_Text excerpt_:
#####
Between the silence of the mountains
And the crashing of the sea
There lies a land I once lived in
And she’s waiting there for me
But in the grey of the morning
My mind becomes confused
Between the dead and the sleeping
And the road that I must choose

I’m looking for someone to change my life
I’m looking for a miracle in my life
And if you could see what it’s done to me
To lose the love I knew
Could safely lead me to
The land that I once knew
To learn as we grow old
The secrets of our soul

–Excerpt from “Question” by The Moody Blues


In searching for some factoid last week, I stumbled into a piece about The Moody Blues and their top songs, one of which is “Question” (shown in the excellent video above).

I always liked that song. The plaintiveness of the question that erupts from the heart of the singer resonates.

Many people are looking at life right now and asking how it is we are where we are. Beyond the questions that afflict us all comes that one individual query, the one that haunts a lot of us who scout our personal situations and ask what happened to that place of refuge and hope from long ago, that “land that I once knew.”

I turn 50 in a few weeks, and I guess that’s good enough time as any to get introspective. Now more than ever, I run into fellow travelers paralyzed by the search for the land they once knew, for someone to change their lives, for some miracle to happen that will forever alter the inevitability of the road they find themselves on, the road that winds through the grey mists of morning that lead into forgetfulness and loss.
#####
_Information supplied_:
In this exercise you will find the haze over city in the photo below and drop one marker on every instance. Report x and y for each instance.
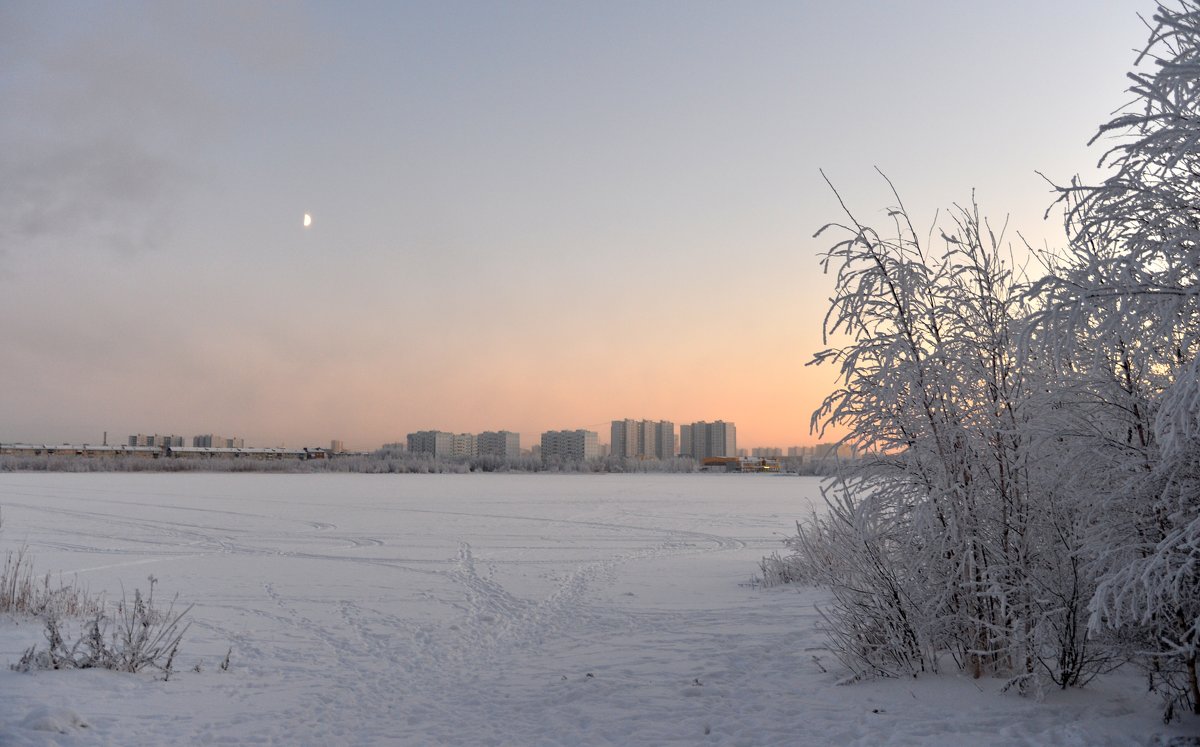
(528, 216)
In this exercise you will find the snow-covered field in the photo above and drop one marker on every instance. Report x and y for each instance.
(475, 609)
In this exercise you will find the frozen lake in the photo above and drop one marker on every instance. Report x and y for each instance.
(477, 609)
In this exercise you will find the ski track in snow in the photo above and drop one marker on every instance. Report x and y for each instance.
(547, 610)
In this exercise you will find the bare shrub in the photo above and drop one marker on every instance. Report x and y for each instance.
(22, 593)
(138, 635)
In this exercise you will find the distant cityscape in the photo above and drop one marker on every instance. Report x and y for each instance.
(628, 440)
(707, 443)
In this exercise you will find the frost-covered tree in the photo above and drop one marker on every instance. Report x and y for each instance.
(1122, 314)
(947, 541)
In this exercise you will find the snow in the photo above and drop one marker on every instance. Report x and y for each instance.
(483, 609)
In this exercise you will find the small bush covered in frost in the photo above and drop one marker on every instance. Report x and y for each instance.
(137, 635)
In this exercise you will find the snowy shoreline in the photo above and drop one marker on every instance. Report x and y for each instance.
(510, 609)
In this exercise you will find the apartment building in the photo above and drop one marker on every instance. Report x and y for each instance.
(573, 446)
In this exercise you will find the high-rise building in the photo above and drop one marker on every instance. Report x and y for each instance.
(465, 446)
(498, 443)
(623, 438)
(435, 443)
(703, 440)
(155, 440)
(574, 446)
(642, 438)
(217, 442)
(664, 440)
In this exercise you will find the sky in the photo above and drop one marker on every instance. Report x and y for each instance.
(526, 215)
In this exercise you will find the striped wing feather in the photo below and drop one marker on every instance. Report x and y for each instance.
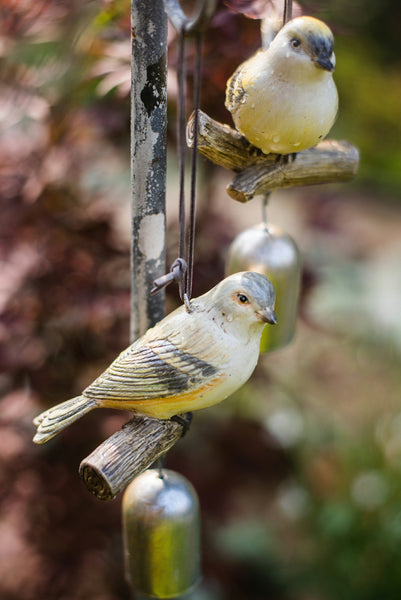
(152, 369)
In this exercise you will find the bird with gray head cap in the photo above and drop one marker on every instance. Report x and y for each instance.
(284, 99)
(188, 361)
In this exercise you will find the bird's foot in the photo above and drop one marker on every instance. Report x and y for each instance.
(184, 421)
(285, 159)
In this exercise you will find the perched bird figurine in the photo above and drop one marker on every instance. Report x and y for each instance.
(284, 99)
(189, 360)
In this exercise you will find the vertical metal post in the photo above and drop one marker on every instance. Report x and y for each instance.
(148, 160)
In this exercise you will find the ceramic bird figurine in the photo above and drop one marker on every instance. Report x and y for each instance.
(189, 360)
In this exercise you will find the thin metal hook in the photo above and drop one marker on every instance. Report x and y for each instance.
(194, 24)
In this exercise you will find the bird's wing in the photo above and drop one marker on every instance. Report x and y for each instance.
(154, 368)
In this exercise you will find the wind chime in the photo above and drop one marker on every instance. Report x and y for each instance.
(161, 521)
(161, 511)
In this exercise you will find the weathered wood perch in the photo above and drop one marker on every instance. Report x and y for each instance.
(258, 173)
(128, 452)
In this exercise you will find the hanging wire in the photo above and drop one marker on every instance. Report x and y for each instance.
(194, 163)
(181, 78)
(287, 13)
(182, 268)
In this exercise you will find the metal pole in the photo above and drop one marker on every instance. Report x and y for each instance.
(148, 160)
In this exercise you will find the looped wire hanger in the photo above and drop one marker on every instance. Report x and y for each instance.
(182, 268)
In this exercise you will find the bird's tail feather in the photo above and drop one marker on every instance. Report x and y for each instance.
(54, 420)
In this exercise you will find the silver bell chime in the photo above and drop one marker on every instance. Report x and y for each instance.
(161, 530)
(268, 249)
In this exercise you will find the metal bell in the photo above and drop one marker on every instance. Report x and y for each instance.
(270, 250)
(161, 528)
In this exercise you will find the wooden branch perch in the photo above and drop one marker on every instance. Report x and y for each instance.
(127, 453)
(258, 173)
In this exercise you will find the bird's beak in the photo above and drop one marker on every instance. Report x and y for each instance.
(323, 62)
(267, 315)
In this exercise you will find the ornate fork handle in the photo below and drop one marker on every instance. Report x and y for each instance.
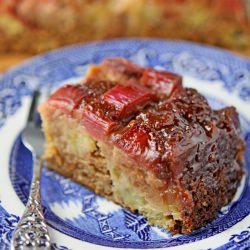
(31, 231)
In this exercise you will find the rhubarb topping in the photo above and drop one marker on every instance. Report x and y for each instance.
(128, 99)
(96, 123)
(161, 82)
(68, 97)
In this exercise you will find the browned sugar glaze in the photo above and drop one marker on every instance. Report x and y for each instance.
(169, 129)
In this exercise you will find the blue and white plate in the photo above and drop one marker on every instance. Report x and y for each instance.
(79, 219)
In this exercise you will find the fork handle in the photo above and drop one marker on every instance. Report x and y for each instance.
(31, 231)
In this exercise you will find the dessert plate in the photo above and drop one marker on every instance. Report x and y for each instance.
(79, 219)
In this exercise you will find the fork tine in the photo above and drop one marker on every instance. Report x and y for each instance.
(33, 106)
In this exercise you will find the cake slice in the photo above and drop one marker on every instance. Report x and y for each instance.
(139, 138)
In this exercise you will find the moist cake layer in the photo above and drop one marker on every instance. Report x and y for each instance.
(138, 137)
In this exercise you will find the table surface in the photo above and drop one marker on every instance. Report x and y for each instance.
(9, 60)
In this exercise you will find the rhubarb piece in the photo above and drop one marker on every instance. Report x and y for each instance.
(160, 81)
(128, 99)
(68, 97)
(96, 123)
(138, 137)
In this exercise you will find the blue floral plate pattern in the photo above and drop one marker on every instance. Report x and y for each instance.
(79, 219)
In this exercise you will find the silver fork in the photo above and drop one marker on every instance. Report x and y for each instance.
(31, 231)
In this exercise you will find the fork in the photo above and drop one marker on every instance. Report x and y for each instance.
(31, 231)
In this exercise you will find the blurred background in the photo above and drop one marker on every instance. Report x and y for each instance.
(30, 27)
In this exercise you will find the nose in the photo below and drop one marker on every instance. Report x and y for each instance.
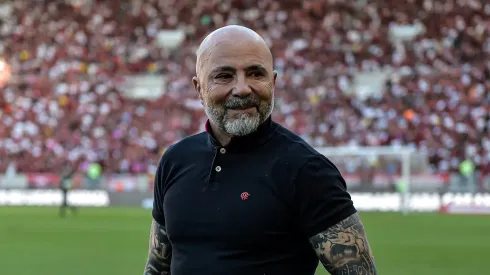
(242, 87)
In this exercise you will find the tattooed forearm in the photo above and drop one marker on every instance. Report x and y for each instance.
(344, 250)
(160, 252)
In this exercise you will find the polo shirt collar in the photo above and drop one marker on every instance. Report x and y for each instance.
(263, 134)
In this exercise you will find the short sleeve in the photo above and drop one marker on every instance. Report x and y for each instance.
(158, 194)
(321, 199)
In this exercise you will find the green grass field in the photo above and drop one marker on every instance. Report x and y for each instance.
(113, 241)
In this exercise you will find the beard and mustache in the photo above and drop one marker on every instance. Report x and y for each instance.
(240, 124)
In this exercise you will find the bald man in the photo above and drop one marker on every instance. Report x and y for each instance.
(248, 196)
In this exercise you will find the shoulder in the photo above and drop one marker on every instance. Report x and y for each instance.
(184, 151)
(186, 145)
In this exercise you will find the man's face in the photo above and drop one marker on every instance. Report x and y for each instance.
(236, 86)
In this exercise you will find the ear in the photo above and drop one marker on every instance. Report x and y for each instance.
#####
_Your goal_: Reproduce the portion of the essay that begins with the words containing "I turn 50 in" and ends with "forgetfulness and loss.". Work from the essay alone.

_Exercise solution_:
I turn 50 in a few weeks, and I guess that’s good enough time as any to get introspective. Now more than ever, I run into fellow travelers paralyzed by the search for the land they once knew, for someone to change their lives, for some miracle to happen that will forever alter the inevitability of the road they find themselves on, the road that winds through the grey mists of morning that lead into forgetfulness and loss.